• _Problem description_
Output exactly the lines that run from the line with "Practice step: locate the pink" to the end of the material, both ends included, and no other lines.

• _Data shown_

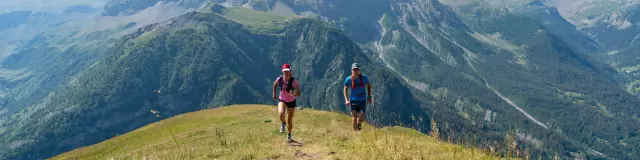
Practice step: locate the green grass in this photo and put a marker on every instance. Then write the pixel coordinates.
(251, 132)
(253, 18)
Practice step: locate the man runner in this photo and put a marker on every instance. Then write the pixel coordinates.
(358, 99)
(288, 85)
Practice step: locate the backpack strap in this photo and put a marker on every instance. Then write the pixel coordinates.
(290, 84)
(280, 82)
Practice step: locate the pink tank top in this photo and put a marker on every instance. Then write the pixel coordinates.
(284, 96)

• _Task response_
Practice step: locate the pink tank top in this photo and put a marker on every instance. Then write the pixel coordinates.
(284, 96)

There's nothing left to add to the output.